### EXERCISE DETAILS:
Write the records out again, unchanged.

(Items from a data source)

- - - -

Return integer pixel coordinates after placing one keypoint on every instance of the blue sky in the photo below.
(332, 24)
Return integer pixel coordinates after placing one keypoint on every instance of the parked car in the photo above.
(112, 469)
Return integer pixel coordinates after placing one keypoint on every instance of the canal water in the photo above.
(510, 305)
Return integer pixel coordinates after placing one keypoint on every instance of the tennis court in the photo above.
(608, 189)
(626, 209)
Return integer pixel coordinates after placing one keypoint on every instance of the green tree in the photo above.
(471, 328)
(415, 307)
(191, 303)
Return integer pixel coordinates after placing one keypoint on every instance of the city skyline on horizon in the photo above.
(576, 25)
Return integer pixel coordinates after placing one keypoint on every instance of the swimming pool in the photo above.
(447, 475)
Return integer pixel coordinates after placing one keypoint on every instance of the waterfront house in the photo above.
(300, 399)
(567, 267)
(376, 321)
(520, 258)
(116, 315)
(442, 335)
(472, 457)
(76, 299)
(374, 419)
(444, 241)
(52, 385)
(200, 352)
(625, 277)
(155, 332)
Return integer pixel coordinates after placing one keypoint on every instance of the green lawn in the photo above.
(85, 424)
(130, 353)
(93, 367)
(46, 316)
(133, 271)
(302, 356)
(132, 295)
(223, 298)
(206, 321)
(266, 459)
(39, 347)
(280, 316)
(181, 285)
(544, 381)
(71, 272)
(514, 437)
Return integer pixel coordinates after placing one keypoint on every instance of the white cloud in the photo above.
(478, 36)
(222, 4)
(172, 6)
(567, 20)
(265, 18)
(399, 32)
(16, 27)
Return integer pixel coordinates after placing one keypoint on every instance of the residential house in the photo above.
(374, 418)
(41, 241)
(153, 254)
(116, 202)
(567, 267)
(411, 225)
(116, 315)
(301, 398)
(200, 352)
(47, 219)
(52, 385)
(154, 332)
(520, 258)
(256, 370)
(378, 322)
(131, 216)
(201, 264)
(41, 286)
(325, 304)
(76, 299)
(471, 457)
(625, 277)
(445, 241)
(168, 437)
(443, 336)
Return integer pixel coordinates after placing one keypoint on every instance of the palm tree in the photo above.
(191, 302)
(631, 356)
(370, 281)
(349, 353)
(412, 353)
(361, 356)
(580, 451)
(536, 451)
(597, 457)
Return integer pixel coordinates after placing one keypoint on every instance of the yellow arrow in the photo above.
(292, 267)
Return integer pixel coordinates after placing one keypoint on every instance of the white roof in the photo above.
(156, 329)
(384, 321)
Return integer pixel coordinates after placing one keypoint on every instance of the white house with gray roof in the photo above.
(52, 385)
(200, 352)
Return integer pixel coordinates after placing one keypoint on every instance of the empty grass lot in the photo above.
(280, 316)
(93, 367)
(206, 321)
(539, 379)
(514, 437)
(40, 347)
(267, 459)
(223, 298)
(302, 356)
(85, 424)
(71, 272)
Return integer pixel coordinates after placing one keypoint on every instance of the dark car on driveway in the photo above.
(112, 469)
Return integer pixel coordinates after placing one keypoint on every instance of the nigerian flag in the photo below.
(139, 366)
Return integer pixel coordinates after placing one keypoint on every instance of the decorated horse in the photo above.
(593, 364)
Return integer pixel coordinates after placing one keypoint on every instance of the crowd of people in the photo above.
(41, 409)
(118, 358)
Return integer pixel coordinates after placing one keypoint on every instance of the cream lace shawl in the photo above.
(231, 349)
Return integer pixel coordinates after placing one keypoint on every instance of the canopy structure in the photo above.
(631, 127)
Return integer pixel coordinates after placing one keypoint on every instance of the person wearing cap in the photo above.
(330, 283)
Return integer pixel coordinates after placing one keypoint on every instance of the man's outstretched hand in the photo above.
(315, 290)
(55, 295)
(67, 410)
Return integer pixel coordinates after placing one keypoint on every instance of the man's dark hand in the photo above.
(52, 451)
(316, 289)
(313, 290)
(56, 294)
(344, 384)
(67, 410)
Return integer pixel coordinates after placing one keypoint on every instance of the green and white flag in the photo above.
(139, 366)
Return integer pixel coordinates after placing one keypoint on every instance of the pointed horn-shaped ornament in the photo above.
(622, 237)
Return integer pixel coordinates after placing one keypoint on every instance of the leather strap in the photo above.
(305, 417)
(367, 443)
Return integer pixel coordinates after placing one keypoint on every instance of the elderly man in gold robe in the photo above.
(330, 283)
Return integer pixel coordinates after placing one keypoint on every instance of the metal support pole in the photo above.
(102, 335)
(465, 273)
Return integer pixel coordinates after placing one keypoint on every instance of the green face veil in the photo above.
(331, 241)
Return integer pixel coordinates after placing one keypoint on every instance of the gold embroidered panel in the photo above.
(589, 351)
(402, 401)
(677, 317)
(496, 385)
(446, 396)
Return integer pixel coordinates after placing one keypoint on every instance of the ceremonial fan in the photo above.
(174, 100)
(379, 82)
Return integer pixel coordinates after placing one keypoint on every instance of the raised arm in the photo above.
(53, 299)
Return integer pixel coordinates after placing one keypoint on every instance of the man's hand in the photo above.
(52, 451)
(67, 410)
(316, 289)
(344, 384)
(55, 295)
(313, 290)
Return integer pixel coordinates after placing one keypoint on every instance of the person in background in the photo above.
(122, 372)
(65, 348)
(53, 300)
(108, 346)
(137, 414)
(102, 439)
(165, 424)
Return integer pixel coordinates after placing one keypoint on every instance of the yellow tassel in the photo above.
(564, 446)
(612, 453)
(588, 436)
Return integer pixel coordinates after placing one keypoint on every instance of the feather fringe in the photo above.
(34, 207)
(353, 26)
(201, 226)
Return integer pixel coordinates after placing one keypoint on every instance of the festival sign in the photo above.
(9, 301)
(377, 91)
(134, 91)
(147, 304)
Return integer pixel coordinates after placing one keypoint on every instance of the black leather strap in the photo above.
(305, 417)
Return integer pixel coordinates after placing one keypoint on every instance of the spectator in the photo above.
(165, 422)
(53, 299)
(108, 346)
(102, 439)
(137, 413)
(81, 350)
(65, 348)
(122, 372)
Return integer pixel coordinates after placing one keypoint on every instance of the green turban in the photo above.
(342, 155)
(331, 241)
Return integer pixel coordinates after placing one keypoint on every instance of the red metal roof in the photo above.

- - - -

### REPLY TO THE EXERCISE:
Return integer pixel coordinates after placing one keypoint on every instance of the blue sky in the photo below.
(332, 24)
Return integer pixel coordinates after placing one keypoint on every instance of the parked car in the photo above.
(112, 469)
Return integer pixel coordinates after placing one keypoint on every instance of the canal water in the photo above.
(510, 305)
Return integer pixel coordinates after placing one keypoint on every instance of the tennis court in the photo above.
(608, 189)
(626, 209)
Return integer pixel coordinates after placing one keypoint on every instance of the green tree in the photo above.
(471, 328)
(415, 307)
(191, 303)
Return integer pixel coordinates after placing one keypoint on every instance of the city skyline on horizon in the photo above.
(576, 25)
Return integer pixel coordinates after placing one keypoint on every instance of the swimming pool in the photo above.
(447, 475)
Return integer pixel coordinates after placing one keypoint on every instance of the waterfront house in the photo above.
(300, 399)
(567, 267)
(376, 321)
(520, 258)
(116, 315)
(442, 335)
(472, 457)
(76, 299)
(374, 419)
(444, 241)
(52, 385)
(200, 352)
(625, 277)
(155, 332)
Return integer pixel coordinates after placing one keypoint on every instance of the green lawn in the photo above.
(85, 424)
(130, 353)
(93, 367)
(46, 316)
(133, 271)
(302, 356)
(132, 295)
(223, 298)
(206, 321)
(266, 459)
(39, 347)
(280, 316)
(181, 285)
(544, 381)
(71, 272)
(514, 437)
Return integer pixel coordinates after placing one keypoint on every instance of the white cloud in the photo above.
(478, 36)
(222, 4)
(172, 6)
(567, 20)
(265, 18)
(399, 32)
(16, 27)
Return integer pixel coordinates after placing one keypoint on every instance of the residential house in the photo above.
(374, 418)
(41, 241)
(153, 254)
(116, 202)
(567, 267)
(411, 225)
(116, 315)
(301, 398)
(200, 352)
(47, 219)
(52, 385)
(154, 332)
(520, 258)
(256, 370)
(378, 322)
(131, 216)
(201, 264)
(41, 286)
(325, 304)
(76, 299)
(471, 457)
(625, 277)
(445, 241)
(168, 437)
(443, 336)
Return integer pixel coordinates after placing one keypoint on every instance of the palm tree in the photo above.
(191, 302)
(631, 356)
(370, 281)
(349, 353)
(412, 353)
(361, 356)
(580, 451)
(536, 451)
(597, 457)
Return integer pixel coordinates after placing one keypoint on every instance of the yellow arrow in the photo above.
(292, 267)
Return integer pixel coordinates after placing one keypoint on every instance of the white roof in the photo above.
(156, 329)
(384, 321)
Return integer pixel coordinates after placing one keypoint on every instance of the white house with gray roof in the photo above.
(52, 385)
(200, 352)
Return integer pixel coordinates after placing one keypoint on every instance of the empty grass lot in the photo above.
(280, 316)
(93, 367)
(206, 321)
(539, 379)
(514, 437)
(40, 347)
(267, 459)
(223, 298)
(302, 356)
(85, 424)
(71, 272)
Return integer pixel coordinates after placing one keypoint on every instance of the dark car on driveway in the photo above.
(112, 469)
Return integer pixel coordinates after placing one keypoint on every instance of the nigerian flag in the photo below.
(139, 366)
Return integer pixel coordinates after placing one keypoint on every instance of the decorated horse in the photo above.
(593, 364)
Return integer pixel coordinates after placing one keypoint on every instance of the crowd of people in the photo above.
(41, 409)
(118, 358)
Return integer pixel coordinates after placing one keypoint on every instance of the cream lace shawl in the photo above.
(231, 349)
Return integer pixel coordinates after placing one keypoint on every instance of the canopy structure in the photo above.
(631, 127)
Return integer pixel coordinates after placing one keypoint on every instance of the person wearing cap in the photo above.
(330, 283)
Return integer pixel coordinates after placing one keypoint on every instance of the man's outstretched hand in the photo above.
(315, 290)
(55, 295)
(67, 410)
Return integer pixel coordinates after placing one keypoint on every instance of the man's dark hand in the photo above.
(52, 451)
(316, 289)
(313, 290)
(56, 294)
(344, 384)
(67, 410)
Return integer pixel coordinates after placing one keypoint on every instance of the green and white flag in the photo above.
(139, 366)
Return integer pixel coordinates after placing one keypoint on every instance of the pointed horn-shaped ornament in the photo above.
(622, 237)
Return integer pixel coordinates after placing one keypoint on every instance of the leather strap in the photo above.
(305, 417)
(367, 443)
Return integer pixel coordinates after placing one keypoint on every instance of the elderly man in gold robe in the photo above.
(330, 283)
Return integer pixel coordinates after placing one keypoint on every instance of the metal support pole in the photo above.
(102, 335)
(465, 273)
Return integer pixel coordinates after placing one keypoint on every instance of the green face veil in the photo above.
(331, 241)
Return integer pixel coordinates after placing one keypoint on every instance of the gold embroidered panel in the photo above.
(589, 351)
(402, 401)
(677, 317)
(496, 385)
(446, 396)
Return integer pixel coordinates after placing one keypoint on every instance of the ceremonial fan in the photo above.
(174, 100)
(379, 82)
Return integer pixel coordinates after placing one keypoint on every instance of the raised arm in the photo above.
(53, 299)
Return integer pixel coordinates after placing one keypoint on every instance of the man's hand in the photo above.
(52, 451)
(67, 410)
(316, 289)
(344, 384)
(55, 295)
(313, 290)
Return integer pixel coordinates after placing one keypoint on every instance of the person in background in the photo above.
(122, 372)
(65, 348)
(53, 300)
(108, 346)
(137, 414)
(102, 439)
(165, 424)
Return integer pixel coordinates after placing one keypoint on every instance of the yellow tassel in the photo above.
(564, 446)
(612, 453)
(588, 436)
Return integer pixel coordinates after placing one keypoint on every instance of the feather fringe in the photo above.
(34, 207)
(353, 26)
(201, 226)
Return integer pixel coordinates after placing one keypoint on every instance of the festival sign in the photo above.
(9, 301)
(377, 91)
(134, 91)
(147, 304)
Return integer pixel coordinates after placing one keypoint on every instance of the black leather strap in the photo above.
(305, 417)
Return integer pixel coordinates after placing one keypoint on every instance of the spectator in the photo above.
(165, 422)
(53, 299)
(108, 346)
(102, 439)
(137, 413)
(81, 350)
(65, 348)
(122, 372)
Return integer pixel coordinates after placing one keypoint on every instance of the green turban in the photo above.
(342, 155)
(331, 241)
Return integer pixel coordinates after placing one keypoint on every instance of the red metal roof in the photo above.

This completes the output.